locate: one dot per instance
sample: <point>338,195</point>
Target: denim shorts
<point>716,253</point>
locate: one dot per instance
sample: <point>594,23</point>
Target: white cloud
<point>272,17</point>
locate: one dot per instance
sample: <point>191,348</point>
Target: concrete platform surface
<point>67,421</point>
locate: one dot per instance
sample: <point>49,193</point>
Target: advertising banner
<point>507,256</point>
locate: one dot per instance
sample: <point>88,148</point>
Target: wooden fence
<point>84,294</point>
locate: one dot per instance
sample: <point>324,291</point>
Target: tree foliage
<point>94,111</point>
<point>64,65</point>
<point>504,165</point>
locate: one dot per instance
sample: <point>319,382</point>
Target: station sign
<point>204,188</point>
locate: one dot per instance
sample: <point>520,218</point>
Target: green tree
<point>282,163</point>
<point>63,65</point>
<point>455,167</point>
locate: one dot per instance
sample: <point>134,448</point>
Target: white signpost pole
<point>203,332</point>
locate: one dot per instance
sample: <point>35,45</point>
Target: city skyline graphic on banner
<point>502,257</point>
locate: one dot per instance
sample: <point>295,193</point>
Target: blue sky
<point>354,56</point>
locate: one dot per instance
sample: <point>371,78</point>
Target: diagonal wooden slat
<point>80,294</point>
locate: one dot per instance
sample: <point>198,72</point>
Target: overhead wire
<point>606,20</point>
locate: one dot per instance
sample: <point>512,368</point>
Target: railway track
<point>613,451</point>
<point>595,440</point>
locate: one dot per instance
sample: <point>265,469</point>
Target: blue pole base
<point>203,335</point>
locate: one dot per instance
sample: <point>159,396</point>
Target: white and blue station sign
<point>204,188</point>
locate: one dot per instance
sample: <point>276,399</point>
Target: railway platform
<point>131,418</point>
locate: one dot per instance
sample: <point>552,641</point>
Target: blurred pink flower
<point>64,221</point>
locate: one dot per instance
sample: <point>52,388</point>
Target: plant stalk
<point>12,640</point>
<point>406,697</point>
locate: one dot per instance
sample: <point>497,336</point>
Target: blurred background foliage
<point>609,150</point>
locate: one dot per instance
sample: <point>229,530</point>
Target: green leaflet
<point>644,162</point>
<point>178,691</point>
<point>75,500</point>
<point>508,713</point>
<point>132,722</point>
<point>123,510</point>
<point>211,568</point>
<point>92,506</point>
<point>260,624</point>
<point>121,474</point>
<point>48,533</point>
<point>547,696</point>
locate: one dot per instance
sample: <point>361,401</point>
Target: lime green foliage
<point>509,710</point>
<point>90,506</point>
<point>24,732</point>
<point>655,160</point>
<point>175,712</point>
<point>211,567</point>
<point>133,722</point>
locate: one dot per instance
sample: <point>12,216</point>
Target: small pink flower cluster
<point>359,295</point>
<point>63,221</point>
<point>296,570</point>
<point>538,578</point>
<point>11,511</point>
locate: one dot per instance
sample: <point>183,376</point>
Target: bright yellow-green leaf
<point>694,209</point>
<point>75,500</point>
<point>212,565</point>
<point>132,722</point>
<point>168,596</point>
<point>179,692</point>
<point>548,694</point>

☆ ☆ ☆

### TASK BRIEF
Only the lines from the one containing "Target: green leaflet" through the one containing "sample: <point>361,401</point>" are to be retyped, both boundary lines included, with no other material.

### OUTPUT FOR THIS EXERCISE
Target: green leaflet
<point>644,162</point>
<point>178,691</point>
<point>75,500</point>
<point>508,713</point>
<point>132,722</point>
<point>123,510</point>
<point>211,568</point>
<point>92,506</point>
<point>260,624</point>
<point>121,474</point>
<point>48,533</point>
<point>547,696</point>
locate: one dot per instance
sample: <point>361,401</point>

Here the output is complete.